Supplied data

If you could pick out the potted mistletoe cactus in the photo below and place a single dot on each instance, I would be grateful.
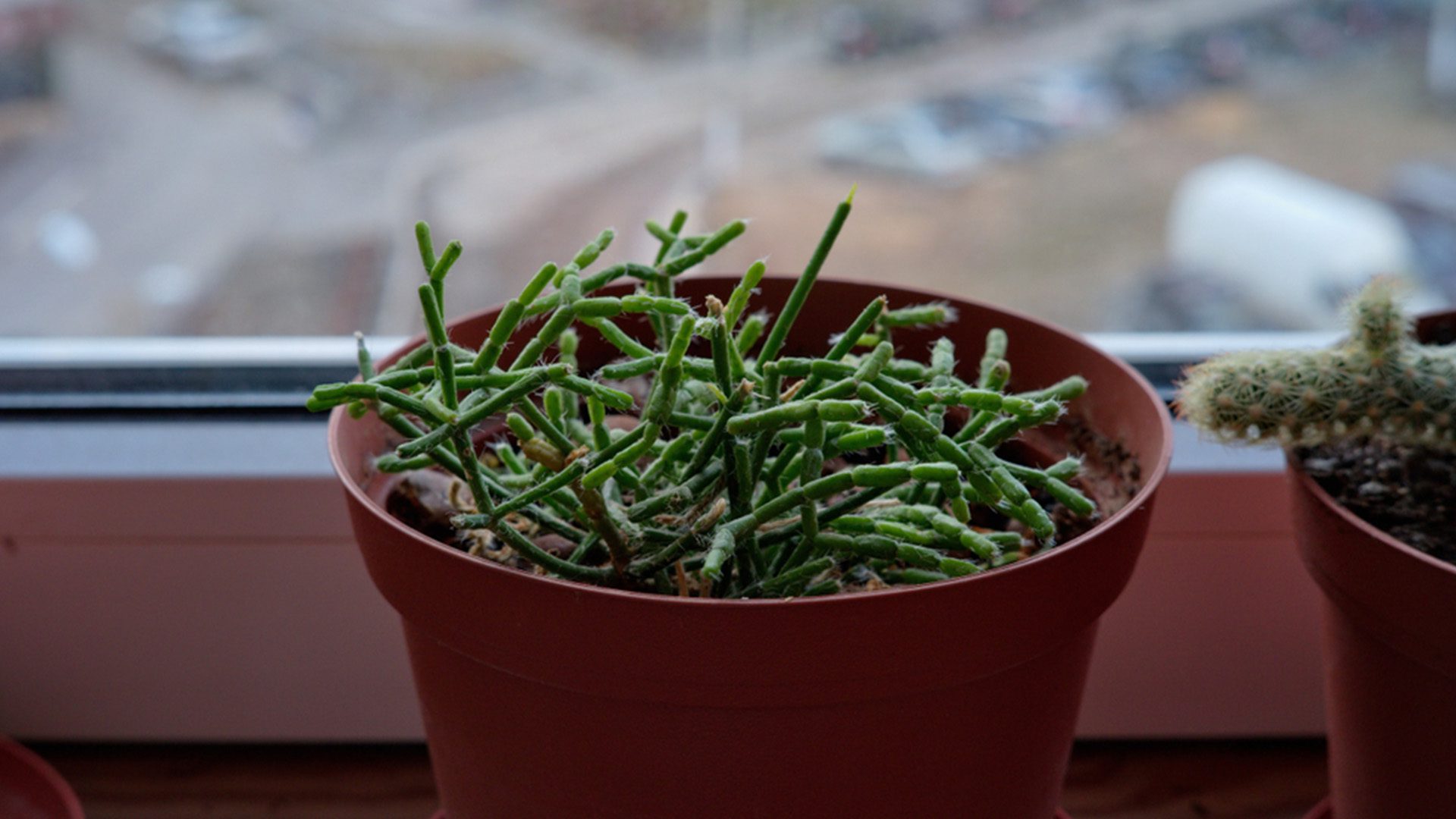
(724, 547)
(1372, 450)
...
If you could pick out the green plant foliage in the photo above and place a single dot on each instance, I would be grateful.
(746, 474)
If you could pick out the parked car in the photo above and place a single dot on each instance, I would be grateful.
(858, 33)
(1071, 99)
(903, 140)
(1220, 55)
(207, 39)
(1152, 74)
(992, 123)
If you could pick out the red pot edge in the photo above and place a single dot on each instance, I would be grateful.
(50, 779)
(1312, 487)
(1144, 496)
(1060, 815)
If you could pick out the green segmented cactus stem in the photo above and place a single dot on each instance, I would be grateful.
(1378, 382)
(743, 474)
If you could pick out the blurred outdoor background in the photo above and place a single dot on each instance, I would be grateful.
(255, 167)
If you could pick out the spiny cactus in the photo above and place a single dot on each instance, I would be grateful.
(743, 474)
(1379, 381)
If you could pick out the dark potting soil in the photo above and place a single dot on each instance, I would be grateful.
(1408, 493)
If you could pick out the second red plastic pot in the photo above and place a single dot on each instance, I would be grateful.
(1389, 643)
---
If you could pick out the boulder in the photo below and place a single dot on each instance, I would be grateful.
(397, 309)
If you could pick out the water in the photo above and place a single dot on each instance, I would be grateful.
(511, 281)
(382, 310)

Given problem
Rewrite the material between the lines holding "If you could pick out the dark" and "(1389, 643)", inclusive, as a Markdown table with the columns Row and Text, giving each line a number and leaving out blank lines.

Result of the task
| Row | Text |
|---|---|
| 1 | If you could pick out the dark potting soil in the photo above and place a single dot on each instance, I would be grateful. |
| 2 | (1408, 493) |
| 3 | If you could pick out the second red plastic pot in the photo above and place a single dot on each instance, I would be grateful. |
| 4 | (1389, 643) |